#### REQUEST:
Count how many lines in the rows below contain the string "dark", matching case exactly. Reply with the number alone.

[Data rows]
◆ ◆ ◆ ◆ ◆ ◆ ◆

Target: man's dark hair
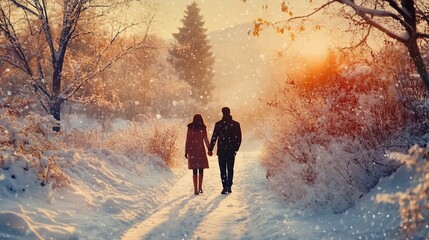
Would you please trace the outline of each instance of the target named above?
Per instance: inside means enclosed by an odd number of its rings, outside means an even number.
[[[231,114],[231,110],[229,109],[229,107],[223,107],[222,113],[224,116],[229,116]]]

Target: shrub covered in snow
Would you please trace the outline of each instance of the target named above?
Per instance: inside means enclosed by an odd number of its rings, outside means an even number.
[[[25,192],[32,185],[69,183],[57,162],[54,124],[50,117],[35,113],[19,117],[8,108],[0,109],[0,177],[9,192]]]
[[[288,80],[268,102],[273,128],[265,131],[263,164],[288,201],[342,212],[400,166],[385,150],[408,119],[381,66],[328,61]]]
[[[407,192],[395,194],[380,194],[376,200],[379,202],[398,203],[402,218],[401,236],[429,239],[429,147],[414,145],[408,154],[399,152],[389,153],[389,158],[405,163],[407,168],[413,169],[417,174],[418,184],[412,186]]]
[[[71,130],[64,142],[71,148],[108,148],[132,159],[153,155],[173,167],[178,153],[177,124],[161,120],[129,122],[123,129],[103,134],[100,129]]]

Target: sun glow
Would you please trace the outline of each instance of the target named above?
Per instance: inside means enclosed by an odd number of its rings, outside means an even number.
[[[311,61],[317,61],[327,56],[331,42],[326,35],[320,32],[313,32],[297,40],[295,47],[302,57]]]

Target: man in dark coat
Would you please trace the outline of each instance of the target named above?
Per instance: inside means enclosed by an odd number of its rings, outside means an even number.
[[[235,155],[241,145],[241,128],[240,123],[232,120],[228,107],[222,108],[222,114],[222,120],[216,122],[213,130],[208,154],[213,155],[213,148],[217,141],[217,155],[223,186],[221,194],[227,194],[232,192]]]

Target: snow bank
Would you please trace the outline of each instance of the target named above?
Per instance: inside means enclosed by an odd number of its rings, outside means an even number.
[[[54,121],[0,114],[0,239],[114,239],[177,173],[155,155],[68,149]]]

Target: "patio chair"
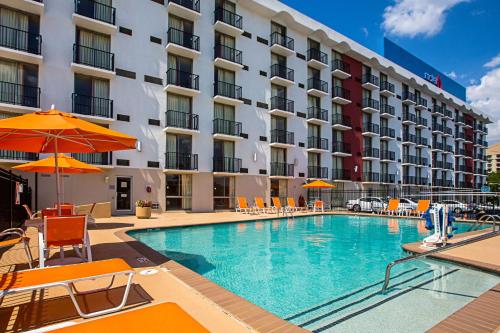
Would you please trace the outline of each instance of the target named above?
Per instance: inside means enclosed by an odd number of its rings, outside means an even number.
[[[57,333],[73,332],[190,332],[208,333],[198,321],[175,303],[159,303],[88,320],[53,330]]]
[[[83,312],[76,296],[109,290],[117,276],[128,277],[123,299],[121,302],[109,309],[98,310],[95,312]],[[83,318],[91,318],[103,314],[121,310],[127,301],[127,297],[132,284],[134,270],[123,259],[108,259],[90,263],[81,263],[68,266],[55,266],[37,269],[28,269],[24,271],[10,272],[0,274],[0,301],[6,295],[42,290],[53,287],[66,288],[73,305],[78,314]],[[76,284],[81,281],[89,281],[101,278],[111,278],[108,286],[89,290],[79,291]]]
[[[92,261],[86,215],[45,217],[43,240],[39,244],[43,246],[40,251],[43,254],[40,256],[40,267],[45,266],[45,258],[48,257],[52,247],[59,247],[60,260],[57,264],[68,262],[64,258],[65,246],[72,246],[81,261]],[[80,246],[82,247],[81,253]]]
[[[11,238],[13,236],[13,238]],[[4,239],[6,238],[6,239]],[[23,229],[11,228],[0,232],[0,248],[11,247],[17,244],[23,244],[26,257],[28,258],[28,265],[33,268],[33,256],[31,255],[30,239],[26,237]]]

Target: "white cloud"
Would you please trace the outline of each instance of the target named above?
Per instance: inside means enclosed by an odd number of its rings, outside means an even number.
[[[486,68],[495,68],[500,65],[500,53],[484,64]]]
[[[490,142],[500,141],[500,67],[486,73],[478,84],[467,87],[470,104],[486,114],[492,124],[488,125]]]
[[[446,13],[469,0],[395,0],[384,10],[384,30],[396,36],[434,36],[443,28]]]

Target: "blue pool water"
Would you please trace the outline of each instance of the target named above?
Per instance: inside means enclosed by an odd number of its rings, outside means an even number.
[[[457,232],[469,228],[457,226]],[[387,263],[405,255],[401,245],[427,234],[423,221],[333,215],[130,232],[316,332],[424,331],[500,281],[462,266],[418,260],[397,266],[393,287],[377,293]],[[398,320],[388,326],[394,311]]]

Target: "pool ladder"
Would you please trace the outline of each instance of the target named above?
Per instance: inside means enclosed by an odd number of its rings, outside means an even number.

◆ ◆ ◆ ◆ ◆ ◆ ◆

#### TASK RESULT:
2